(Dataset extract):

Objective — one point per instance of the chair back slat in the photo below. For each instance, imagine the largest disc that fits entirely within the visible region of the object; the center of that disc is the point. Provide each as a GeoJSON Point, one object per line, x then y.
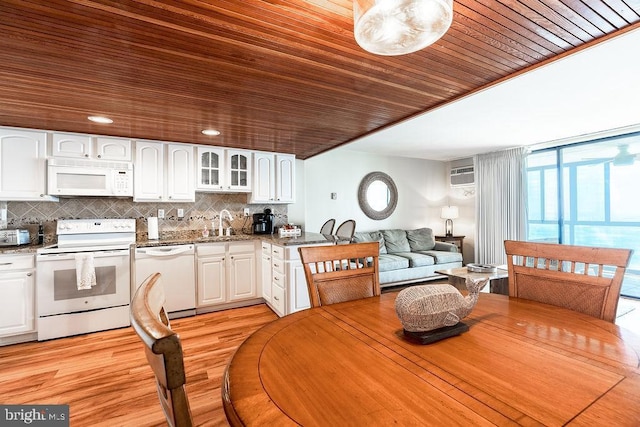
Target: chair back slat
{"type": "Point", "coordinates": [163, 350]}
{"type": "Point", "coordinates": [580, 278]}
{"type": "Point", "coordinates": [340, 273]}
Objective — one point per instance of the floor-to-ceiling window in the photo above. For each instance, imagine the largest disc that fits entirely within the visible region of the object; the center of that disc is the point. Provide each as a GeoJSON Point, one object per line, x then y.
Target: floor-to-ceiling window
{"type": "Point", "coordinates": [588, 194]}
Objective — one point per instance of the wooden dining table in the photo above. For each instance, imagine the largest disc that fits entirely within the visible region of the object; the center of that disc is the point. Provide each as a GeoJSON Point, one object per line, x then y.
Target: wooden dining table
{"type": "Point", "coordinates": [520, 363]}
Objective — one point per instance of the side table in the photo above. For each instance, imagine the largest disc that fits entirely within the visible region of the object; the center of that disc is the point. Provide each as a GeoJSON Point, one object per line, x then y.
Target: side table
{"type": "Point", "coordinates": [456, 240]}
{"type": "Point", "coordinates": [498, 281]}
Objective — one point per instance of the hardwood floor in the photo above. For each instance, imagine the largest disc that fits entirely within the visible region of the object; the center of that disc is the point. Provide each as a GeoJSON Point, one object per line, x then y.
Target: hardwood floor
{"type": "Point", "coordinates": [105, 379]}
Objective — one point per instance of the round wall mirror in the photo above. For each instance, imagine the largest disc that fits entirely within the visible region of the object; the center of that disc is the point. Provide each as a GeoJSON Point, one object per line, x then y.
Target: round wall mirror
{"type": "Point", "coordinates": [377, 195]}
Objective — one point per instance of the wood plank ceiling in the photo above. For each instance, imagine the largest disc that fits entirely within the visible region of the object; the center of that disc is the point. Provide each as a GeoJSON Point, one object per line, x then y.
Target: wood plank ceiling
{"type": "Point", "coordinates": [284, 76]}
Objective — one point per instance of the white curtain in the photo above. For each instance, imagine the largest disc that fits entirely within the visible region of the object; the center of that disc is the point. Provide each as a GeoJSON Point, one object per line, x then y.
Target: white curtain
{"type": "Point", "coordinates": [500, 203]}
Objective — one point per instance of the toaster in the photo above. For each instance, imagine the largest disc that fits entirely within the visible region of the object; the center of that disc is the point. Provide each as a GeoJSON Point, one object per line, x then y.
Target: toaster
{"type": "Point", "coordinates": [14, 237]}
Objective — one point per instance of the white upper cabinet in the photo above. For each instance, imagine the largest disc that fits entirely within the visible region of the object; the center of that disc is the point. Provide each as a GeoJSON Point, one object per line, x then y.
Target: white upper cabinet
{"type": "Point", "coordinates": [152, 184]}
{"type": "Point", "coordinates": [113, 148]}
{"type": "Point", "coordinates": [285, 178]}
{"type": "Point", "coordinates": [223, 170]}
{"type": "Point", "coordinates": [80, 146]}
{"type": "Point", "coordinates": [210, 169]}
{"type": "Point", "coordinates": [23, 170]}
{"type": "Point", "coordinates": [274, 178]}
{"type": "Point", "coordinates": [180, 186]}
{"type": "Point", "coordinates": [264, 177]}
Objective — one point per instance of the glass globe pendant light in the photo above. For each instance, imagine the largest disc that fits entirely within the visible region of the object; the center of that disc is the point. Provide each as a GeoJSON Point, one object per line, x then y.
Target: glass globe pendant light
{"type": "Point", "coordinates": [398, 27]}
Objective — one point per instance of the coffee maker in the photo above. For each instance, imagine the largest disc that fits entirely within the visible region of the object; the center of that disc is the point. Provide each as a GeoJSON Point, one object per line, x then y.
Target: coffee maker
{"type": "Point", "coordinates": [263, 222]}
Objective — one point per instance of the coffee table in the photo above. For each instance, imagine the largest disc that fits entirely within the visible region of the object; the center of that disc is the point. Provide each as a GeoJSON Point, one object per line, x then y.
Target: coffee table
{"type": "Point", "coordinates": [498, 280]}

(What to produce):
Recast the stretch of the records above, from the line containing "Objective — one point per instance of the coffee maker" through the end of the records, as a numbered list, one line per item, and skip any blank lines.

(Task answer):
1. Objective — one point per instance of the coffee maker in the photo above. For each instance, imagine the largest disc that fits entirely within the visible region of the object; the center of that disc is the point. Provide each as a GeoJSON Point, one object per line, x then y.
2. Target: coffee maker
3. {"type": "Point", "coordinates": [263, 222]}
4. Objective — one point per instance of the coffee table in the photo above. For each instance, imagine the largest disc that fits entirely within the visible region of the object; the center of that disc is the point. Provide each as a GeoJSON Point, one object per line, x then y.
5. Target: coffee table
6. {"type": "Point", "coordinates": [498, 280]}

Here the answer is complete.